**YOUR OBJECTIVE:**
Output exactly, please, the lines of the records below from the one containing "Please pin the double" through the final line.

┄┄┄┄┄┄┄┄┄┄

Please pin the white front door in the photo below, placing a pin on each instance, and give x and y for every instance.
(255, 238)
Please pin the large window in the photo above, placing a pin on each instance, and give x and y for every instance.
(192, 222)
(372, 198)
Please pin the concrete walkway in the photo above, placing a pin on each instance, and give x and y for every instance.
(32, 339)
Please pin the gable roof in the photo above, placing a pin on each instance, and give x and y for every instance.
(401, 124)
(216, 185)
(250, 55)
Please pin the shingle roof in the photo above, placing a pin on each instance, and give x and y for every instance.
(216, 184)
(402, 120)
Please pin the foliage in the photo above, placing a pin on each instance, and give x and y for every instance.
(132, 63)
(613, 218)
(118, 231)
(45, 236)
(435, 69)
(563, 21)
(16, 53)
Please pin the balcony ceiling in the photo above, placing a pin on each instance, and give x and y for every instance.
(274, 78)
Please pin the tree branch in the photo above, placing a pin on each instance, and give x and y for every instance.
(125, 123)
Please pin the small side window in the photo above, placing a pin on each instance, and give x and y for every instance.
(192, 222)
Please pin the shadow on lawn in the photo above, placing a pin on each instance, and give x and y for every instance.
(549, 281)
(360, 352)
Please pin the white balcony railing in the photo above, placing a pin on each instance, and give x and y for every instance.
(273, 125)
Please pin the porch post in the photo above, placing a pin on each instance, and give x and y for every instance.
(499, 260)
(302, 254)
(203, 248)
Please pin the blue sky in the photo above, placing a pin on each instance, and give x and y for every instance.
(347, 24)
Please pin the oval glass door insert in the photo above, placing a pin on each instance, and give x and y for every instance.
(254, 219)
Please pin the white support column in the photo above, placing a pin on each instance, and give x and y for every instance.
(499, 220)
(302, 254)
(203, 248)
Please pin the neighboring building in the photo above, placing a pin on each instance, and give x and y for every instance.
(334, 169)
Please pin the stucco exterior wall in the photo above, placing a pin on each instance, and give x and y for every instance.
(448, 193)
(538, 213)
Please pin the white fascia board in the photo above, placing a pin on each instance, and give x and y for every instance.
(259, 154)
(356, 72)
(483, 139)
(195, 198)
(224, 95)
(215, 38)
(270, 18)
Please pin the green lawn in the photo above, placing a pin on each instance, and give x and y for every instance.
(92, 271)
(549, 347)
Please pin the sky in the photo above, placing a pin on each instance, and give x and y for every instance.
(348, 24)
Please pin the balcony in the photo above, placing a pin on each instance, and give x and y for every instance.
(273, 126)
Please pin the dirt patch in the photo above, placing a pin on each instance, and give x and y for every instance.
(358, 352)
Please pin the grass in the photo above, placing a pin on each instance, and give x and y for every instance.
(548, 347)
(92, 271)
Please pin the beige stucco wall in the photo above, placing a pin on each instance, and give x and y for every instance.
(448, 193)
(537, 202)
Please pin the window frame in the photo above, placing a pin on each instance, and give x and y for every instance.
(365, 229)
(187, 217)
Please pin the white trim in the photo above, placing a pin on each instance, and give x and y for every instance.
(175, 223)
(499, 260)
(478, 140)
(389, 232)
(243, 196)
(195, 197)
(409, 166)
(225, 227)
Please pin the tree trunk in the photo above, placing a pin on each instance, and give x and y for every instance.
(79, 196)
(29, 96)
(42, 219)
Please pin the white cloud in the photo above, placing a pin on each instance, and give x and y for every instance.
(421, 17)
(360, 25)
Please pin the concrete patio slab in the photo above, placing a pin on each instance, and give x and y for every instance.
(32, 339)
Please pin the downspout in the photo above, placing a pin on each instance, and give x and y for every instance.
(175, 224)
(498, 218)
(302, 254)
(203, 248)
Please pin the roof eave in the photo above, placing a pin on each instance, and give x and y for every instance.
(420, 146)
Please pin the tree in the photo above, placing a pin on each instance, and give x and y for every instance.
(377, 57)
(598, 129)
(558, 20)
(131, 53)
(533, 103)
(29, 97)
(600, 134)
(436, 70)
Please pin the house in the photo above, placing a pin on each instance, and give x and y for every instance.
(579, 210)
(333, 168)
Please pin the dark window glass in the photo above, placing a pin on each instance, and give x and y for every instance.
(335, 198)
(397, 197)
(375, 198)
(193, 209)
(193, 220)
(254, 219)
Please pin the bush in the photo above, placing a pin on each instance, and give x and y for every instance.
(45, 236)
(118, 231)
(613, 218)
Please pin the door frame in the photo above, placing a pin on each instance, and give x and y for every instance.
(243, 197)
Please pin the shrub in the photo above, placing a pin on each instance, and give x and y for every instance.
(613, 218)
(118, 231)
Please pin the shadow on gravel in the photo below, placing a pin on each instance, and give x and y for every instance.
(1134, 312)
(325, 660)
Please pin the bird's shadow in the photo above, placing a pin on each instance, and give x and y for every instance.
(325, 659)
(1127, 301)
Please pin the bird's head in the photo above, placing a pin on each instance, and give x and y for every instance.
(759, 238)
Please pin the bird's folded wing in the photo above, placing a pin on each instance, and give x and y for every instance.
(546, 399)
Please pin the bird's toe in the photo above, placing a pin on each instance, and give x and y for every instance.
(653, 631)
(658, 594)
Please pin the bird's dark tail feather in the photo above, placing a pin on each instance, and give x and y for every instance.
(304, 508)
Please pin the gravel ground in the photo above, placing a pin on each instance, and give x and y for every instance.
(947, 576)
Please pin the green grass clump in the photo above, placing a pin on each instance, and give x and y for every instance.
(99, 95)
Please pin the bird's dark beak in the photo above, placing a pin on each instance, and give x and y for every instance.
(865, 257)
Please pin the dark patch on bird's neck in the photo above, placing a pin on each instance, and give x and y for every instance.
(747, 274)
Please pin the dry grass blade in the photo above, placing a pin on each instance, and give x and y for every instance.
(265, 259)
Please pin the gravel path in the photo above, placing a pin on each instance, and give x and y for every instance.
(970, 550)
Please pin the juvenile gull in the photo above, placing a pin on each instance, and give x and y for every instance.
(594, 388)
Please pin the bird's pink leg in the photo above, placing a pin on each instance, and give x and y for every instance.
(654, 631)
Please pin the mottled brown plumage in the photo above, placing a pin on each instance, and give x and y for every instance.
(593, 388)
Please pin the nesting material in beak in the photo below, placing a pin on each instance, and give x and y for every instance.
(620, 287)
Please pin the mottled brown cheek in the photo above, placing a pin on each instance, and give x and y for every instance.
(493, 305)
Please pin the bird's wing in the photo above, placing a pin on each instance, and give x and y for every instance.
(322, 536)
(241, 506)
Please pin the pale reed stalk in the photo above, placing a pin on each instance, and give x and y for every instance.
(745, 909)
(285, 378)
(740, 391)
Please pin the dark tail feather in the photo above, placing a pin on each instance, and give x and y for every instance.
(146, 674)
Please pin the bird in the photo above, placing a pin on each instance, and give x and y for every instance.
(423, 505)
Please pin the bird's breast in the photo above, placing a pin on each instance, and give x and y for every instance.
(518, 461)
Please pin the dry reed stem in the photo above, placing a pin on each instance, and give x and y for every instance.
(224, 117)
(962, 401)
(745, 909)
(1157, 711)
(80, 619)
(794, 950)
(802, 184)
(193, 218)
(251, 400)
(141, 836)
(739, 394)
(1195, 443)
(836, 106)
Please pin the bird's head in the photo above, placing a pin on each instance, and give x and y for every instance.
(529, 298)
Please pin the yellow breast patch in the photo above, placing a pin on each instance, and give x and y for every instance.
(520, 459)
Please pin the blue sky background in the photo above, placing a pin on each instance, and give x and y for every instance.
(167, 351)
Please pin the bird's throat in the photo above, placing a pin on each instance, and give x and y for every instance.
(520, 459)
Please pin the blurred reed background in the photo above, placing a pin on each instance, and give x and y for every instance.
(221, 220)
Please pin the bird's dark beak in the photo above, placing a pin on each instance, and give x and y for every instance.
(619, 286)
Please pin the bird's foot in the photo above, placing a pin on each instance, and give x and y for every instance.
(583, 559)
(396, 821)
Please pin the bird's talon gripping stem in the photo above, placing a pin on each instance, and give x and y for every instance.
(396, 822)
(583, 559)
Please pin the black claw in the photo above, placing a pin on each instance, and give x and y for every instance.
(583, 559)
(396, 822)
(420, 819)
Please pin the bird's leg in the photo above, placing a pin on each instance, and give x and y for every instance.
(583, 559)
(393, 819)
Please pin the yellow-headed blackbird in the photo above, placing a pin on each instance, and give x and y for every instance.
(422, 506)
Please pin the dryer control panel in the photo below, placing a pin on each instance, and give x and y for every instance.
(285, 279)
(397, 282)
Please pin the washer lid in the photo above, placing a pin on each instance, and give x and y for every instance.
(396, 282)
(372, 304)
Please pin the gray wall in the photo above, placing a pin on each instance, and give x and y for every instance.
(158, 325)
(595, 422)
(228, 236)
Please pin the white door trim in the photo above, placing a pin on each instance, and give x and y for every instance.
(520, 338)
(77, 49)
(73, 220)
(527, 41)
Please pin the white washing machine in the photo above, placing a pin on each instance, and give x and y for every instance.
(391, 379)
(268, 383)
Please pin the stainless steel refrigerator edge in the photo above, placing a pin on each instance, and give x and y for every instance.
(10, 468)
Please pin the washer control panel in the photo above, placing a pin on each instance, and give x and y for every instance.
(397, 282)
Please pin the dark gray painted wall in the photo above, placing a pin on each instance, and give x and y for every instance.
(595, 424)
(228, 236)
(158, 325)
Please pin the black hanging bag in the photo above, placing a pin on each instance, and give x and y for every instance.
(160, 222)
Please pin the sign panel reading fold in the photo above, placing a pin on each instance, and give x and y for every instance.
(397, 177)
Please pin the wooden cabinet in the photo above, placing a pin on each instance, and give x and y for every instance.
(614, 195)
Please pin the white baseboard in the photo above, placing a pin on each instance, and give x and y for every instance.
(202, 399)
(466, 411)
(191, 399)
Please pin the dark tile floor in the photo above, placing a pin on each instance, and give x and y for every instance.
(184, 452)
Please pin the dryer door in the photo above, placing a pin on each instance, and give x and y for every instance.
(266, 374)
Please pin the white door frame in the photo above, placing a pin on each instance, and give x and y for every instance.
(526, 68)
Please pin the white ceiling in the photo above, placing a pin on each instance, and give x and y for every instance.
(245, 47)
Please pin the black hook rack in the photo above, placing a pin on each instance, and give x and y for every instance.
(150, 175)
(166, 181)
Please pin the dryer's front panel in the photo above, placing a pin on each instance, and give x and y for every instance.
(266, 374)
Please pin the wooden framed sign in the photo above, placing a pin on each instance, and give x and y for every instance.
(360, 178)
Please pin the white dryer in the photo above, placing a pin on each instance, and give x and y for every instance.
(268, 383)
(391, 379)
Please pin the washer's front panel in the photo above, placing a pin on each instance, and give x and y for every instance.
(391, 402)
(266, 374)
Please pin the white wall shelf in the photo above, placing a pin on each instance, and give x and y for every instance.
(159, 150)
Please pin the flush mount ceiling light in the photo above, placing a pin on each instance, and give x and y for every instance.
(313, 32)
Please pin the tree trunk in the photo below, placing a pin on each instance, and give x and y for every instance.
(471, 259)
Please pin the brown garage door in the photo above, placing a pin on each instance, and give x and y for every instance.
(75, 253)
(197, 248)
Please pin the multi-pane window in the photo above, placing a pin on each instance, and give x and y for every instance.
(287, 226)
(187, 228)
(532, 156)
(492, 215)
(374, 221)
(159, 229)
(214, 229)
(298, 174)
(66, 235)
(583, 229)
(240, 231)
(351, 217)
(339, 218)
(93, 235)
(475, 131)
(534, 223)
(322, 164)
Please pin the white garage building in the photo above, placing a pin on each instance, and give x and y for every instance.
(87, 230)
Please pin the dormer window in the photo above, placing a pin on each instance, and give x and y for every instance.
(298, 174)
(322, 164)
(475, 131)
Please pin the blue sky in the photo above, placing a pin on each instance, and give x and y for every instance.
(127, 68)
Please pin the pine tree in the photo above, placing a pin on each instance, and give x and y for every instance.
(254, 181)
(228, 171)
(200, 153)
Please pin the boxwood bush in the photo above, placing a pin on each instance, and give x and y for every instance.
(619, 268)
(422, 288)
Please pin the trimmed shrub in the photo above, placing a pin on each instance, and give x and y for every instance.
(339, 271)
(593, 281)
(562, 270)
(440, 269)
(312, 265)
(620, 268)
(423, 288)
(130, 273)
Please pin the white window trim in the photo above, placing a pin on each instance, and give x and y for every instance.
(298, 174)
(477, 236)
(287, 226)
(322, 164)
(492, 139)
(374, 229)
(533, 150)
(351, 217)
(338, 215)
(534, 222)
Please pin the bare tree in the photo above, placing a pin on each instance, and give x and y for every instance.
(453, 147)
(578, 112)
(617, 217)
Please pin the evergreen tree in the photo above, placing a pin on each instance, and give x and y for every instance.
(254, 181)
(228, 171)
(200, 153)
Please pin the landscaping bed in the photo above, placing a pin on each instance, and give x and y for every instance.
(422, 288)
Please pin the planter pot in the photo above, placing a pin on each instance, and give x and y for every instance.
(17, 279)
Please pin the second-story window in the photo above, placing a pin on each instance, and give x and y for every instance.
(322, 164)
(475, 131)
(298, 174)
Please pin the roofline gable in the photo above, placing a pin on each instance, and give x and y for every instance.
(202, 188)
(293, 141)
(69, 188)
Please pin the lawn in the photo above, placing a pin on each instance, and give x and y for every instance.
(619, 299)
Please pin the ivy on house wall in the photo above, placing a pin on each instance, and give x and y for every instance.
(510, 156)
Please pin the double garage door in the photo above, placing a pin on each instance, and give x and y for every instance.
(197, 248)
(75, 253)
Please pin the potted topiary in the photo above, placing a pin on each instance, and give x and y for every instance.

┄┄┄┄┄┄┄┄┄┄

**EXPECTED ANSWER:**
Please pin the double garage door in the photo above, placing a pin on each instance, and give x and y for every instance.
(197, 248)
(75, 253)
Please pin the potted topiary in the photo above, placing a pin on each instance, and give x and y for every instance.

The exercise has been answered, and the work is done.